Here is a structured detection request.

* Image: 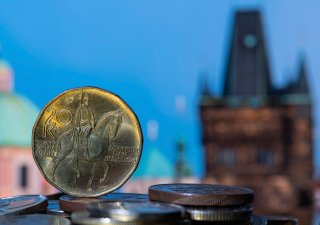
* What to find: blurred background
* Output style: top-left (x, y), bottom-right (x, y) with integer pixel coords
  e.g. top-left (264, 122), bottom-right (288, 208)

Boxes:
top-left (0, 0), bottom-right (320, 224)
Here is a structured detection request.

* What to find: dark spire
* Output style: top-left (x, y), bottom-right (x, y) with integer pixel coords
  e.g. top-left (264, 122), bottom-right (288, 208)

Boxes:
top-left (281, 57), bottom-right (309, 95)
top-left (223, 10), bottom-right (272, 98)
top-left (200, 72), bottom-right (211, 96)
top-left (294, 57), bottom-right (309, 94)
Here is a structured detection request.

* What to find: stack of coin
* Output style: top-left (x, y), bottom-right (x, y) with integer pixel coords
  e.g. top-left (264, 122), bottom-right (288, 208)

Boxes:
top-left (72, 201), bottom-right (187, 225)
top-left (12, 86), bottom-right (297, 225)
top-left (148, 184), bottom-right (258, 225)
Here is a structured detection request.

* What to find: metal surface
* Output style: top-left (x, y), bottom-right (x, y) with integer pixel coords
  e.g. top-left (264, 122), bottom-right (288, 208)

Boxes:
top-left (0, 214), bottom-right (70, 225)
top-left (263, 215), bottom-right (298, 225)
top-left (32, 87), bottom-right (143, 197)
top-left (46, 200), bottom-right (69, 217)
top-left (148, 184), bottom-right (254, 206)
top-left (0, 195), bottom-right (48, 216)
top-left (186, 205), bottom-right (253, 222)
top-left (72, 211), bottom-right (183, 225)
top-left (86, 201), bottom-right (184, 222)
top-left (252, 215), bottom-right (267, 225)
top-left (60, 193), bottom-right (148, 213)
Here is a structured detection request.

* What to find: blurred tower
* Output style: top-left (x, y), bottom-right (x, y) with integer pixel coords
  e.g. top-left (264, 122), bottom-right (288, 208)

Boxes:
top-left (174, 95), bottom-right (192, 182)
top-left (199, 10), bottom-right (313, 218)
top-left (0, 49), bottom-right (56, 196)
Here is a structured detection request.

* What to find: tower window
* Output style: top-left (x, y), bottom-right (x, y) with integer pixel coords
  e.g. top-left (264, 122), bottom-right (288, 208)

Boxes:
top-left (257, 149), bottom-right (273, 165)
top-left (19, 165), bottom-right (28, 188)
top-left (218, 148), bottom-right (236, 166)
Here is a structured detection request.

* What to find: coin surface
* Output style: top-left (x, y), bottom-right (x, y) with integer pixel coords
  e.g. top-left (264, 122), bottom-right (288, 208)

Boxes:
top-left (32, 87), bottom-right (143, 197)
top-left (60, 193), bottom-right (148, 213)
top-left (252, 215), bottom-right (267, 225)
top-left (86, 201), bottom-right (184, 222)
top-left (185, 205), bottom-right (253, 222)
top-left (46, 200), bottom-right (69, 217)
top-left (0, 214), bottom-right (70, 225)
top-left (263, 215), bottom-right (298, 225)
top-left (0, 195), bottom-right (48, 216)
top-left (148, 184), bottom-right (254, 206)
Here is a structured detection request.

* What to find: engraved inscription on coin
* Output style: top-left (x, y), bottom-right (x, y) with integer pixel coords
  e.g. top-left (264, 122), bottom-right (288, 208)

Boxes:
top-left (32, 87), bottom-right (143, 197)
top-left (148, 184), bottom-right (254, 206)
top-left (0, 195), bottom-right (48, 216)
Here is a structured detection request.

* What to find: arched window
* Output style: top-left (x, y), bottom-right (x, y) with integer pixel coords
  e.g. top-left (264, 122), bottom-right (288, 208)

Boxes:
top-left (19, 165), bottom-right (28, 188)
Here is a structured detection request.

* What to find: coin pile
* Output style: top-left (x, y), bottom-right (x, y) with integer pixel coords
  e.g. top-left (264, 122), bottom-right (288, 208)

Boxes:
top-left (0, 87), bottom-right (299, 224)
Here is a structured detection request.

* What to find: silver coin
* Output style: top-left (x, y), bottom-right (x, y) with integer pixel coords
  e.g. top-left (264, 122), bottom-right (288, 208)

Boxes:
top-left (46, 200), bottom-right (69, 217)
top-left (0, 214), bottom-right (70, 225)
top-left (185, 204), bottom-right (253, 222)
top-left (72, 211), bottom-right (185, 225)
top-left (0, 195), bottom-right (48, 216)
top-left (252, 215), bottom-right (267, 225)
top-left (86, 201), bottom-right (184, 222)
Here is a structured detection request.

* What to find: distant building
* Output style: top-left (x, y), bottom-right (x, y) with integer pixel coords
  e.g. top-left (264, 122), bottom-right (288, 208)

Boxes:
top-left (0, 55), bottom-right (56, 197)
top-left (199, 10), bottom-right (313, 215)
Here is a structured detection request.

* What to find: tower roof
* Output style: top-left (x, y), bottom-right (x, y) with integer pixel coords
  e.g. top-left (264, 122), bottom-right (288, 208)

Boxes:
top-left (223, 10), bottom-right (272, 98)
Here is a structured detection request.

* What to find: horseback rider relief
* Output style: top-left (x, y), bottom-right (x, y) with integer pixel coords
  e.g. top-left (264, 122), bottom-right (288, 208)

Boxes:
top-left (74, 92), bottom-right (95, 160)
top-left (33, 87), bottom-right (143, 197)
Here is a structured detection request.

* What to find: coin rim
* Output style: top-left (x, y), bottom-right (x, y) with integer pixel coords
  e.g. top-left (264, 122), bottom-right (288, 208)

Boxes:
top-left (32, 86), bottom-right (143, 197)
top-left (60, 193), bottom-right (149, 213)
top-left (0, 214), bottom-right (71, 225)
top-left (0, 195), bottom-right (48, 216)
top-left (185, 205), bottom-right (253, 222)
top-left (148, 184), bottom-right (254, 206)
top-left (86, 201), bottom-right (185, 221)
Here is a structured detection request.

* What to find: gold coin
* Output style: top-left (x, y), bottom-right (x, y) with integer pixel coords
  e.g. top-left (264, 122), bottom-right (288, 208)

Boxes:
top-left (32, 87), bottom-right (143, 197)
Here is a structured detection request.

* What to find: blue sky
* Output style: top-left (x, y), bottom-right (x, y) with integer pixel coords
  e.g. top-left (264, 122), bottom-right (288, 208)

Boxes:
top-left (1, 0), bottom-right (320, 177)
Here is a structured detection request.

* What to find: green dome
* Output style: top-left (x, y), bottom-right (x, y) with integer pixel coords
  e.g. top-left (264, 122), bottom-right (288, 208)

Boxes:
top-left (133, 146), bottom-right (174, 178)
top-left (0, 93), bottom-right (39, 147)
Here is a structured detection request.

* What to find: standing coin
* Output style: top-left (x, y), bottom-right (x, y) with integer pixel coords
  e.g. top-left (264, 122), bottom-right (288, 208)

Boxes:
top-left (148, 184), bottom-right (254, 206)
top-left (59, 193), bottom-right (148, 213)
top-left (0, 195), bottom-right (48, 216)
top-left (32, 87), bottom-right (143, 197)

Assignment >> When copying the records above, please match them exactly but leave out all pictures.

Task result >>
Here is a structured detection request.

* Image: 
* What to find: blurred background
* Output style: top-left (x, y), bottom-right (x, y) with integer pixel coords
  e.g. top-left (264, 122), bottom-right (288, 208)

Boxes:
top-left (0, 0), bottom-right (320, 224)
Here is a structured detection request.

* What to find: dark spire
* Output style: top-left (x, y), bottom-right (x, y) with integer pixel coords
  e.g. top-left (264, 122), bottom-right (288, 208)

Boxes:
top-left (281, 57), bottom-right (309, 95)
top-left (223, 10), bottom-right (272, 98)
top-left (200, 72), bottom-right (211, 96)
top-left (294, 57), bottom-right (309, 94)
Here is a structured detection request.

* What to find: stack of coin
* Output style: top-left (x, y), bottom-right (x, y) with integer pixel coords
  e.g. top-left (264, 122), bottom-right (288, 208)

Boxes:
top-left (72, 201), bottom-right (187, 225)
top-left (12, 86), bottom-right (297, 225)
top-left (148, 184), bottom-right (258, 225)
Here is a structured detection request.

* What to find: metal surface
* Output style: top-left (x, y), bottom-right (x, y) with integer pixel coords
  e.g. top-left (264, 122), bottom-right (288, 208)

Boxes:
top-left (0, 214), bottom-right (70, 225)
top-left (263, 215), bottom-right (298, 225)
top-left (32, 87), bottom-right (143, 197)
top-left (46, 200), bottom-right (69, 217)
top-left (148, 184), bottom-right (254, 206)
top-left (0, 195), bottom-right (48, 216)
top-left (186, 205), bottom-right (253, 222)
top-left (72, 211), bottom-right (183, 225)
top-left (86, 201), bottom-right (184, 222)
top-left (252, 215), bottom-right (267, 225)
top-left (60, 193), bottom-right (148, 213)
Here is a structured detection request.

* What to find: blurred tower
* Output style: top-left (x, y), bottom-right (x, y) with integer pixel coords
  e.g. top-left (264, 122), bottom-right (288, 208)

Boxes:
top-left (174, 95), bottom-right (192, 182)
top-left (199, 10), bottom-right (313, 218)
top-left (0, 49), bottom-right (56, 196)
Here is a structured detection request.

* What to find: tower window
* Output style: top-left (x, y), bottom-right (x, y) with integer pixel coords
  e.g. top-left (264, 122), bottom-right (288, 208)

Boxes:
top-left (257, 149), bottom-right (273, 165)
top-left (19, 165), bottom-right (28, 188)
top-left (218, 148), bottom-right (236, 166)
Here is a structured detection request.

* What to find: coin surface
* Output style: top-left (x, y), bottom-right (x, y) with integer pixel coords
  e.g. top-left (264, 122), bottom-right (288, 208)

Boxes:
top-left (32, 87), bottom-right (143, 197)
top-left (60, 193), bottom-right (148, 213)
top-left (252, 215), bottom-right (267, 225)
top-left (86, 201), bottom-right (184, 222)
top-left (185, 205), bottom-right (253, 222)
top-left (46, 200), bottom-right (69, 217)
top-left (0, 214), bottom-right (70, 225)
top-left (263, 215), bottom-right (298, 225)
top-left (0, 195), bottom-right (48, 216)
top-left (148, 184), bottom-right (254, 206)
Here is a structured detection request.

* What to find: engraved inscription on coin
* Output style: top-left (x, y), bottom-right (x, y) with integer pixel coords
  e.g. top-left (264, 122), bottom-right (288, 208)

Boxes:
top-left (32, 87), bottom-right (143, 197)
top-left (148, 184), bottom-right (254, 206)
top-left (0, 195), bottom-right (48, 216)
Here is a structured detection request.

* What to find: arched window
* Output style: top-left (x, y), bottom-right (x, y) with integer pixel coords
  e.g. top-left (264, 122), bottom-right (288, 208)

Boxes:
top-left (19, 165), bottom-right (28, 188)
Here is a structured detection request.

* What to find: coin pile
* Output style: top-left (x, y), bottom-right (x, y) with integer pixel coords
  e.g. top-left (264, 122), bottom-right (288, 208)

Boxes:
top-left (0, 87), bottom-right (299, 224)
Here is a structured detection request.

* What to find: silver coin
* Output style: top-left (x, y), bottom-right (x, y) with integer pixel coords
  e.g. top-left (264, 122), bottom-right (288, 208)

Boxes:
top-left (46, 200), bottom-right (69, 217)
top-left (0, 214), bottom-right (70, 225)
top-left (185, 204), bottom-right (253, 222)
top-left (72, 211), bottom-right (185, 225)
top-left (0, 195), bottom-right (48, 216)
top-left (252, 215), bottom-right (267, 225)
top-left (86, 201), bottom-right (184, 222)
Here is a structured detection request.

* What to find: distant building
* Output style: top-left (x, y), bottom-right (x, y) with integer pixel coords
  e.g. top-left (264, 122), bottom-right (288, 208)

Boxes:
top-left (0, 55), bottom-right (56, 197)
top-left (199, 10), bottom-right (313, 215)
Here is a structured detection request.

* What to find: tower roof
* Output style: top-left (x, y), bottom-right (x, y) with integer pixel coords
  e.g. top-left (264, 122), bottom-right (288, 208)

Boxes:
top-left (223, 10), bottom-right (272, 98)
Here is a structured detection request.

* What to find: horseback rider relief
* Output style: top-left (x, y), bottom-right (x, y) with integer pixel coords
  e.g. top-left (264, 122), bottom-right (288, 208)

Boxes:
top-left (74, 92), bottom-right (95, 160)
top-left (33, 87), bottom-right (143, 197)
Here is a structured detection request.

* What to find: coin rim
* Output style: top-left (x, y), bottom-right (x, y) with integer pixel coords
  e.g. top-left (264, 122), bottom-right (288, 208)

Boxes:
top-left (32, 86), bottom-right (143, 197)
top-left (60, 193), bottom-right (149, 213)
top-left (0, 214), bottom-right (71, 225)
top-left (0, 195), bottom-right (48, 216)
top-left (185, 205), bottom-right (253, 222)
top-left (148, 184), bottom-right (254, 206)
top-left (86, 201), bottom-right (185, 221)
Here is a structured detection request.

* What to find: gold coin
* Output style: top-left (x, y), bottom-right (x, y) with integer pixel coords
  e.g. top-left (264, 122), bottom-right (288, 208)

Boxes:
top-left (32, 87), bottom-right (143, 197)
Here is a structured detection request.

* What to find: blue sky
* Output style: top-left (x, y), bottom-right (x, y) with integer pixel coords
  e.g. top-left (264, 122), bottom-right (288, 208)

Boxes:
top-left (1, 0), bottom-right (320, 177)
Here is a structured detection request.

* What to find: green dome
* Output style: top-left (x, y), bottom-right (x, y) with integer pixel coords
  e.g. top-left (264, 122), bottom-right (288, 208)

Boxes:
top-left (133, 146), bottom-right (174, 178)
top-left (0, 93), bottom-right (39, 147)
Here is a structured detection request.

* What to find: standing coin
* Output style: top-left (x, y), bottom-right (x, y) with integer pixel coords
  e.g. top-left (264, 122), bottom-right (288, 208)

Boxes:
top-left (148, 184), bottom-right (254, 206)
top-left (59, 193), bottom-right (148, 213)
top-left (0, 195), bottom-right (48, 216)
top-left (32, 87), bottom-right (143, 197)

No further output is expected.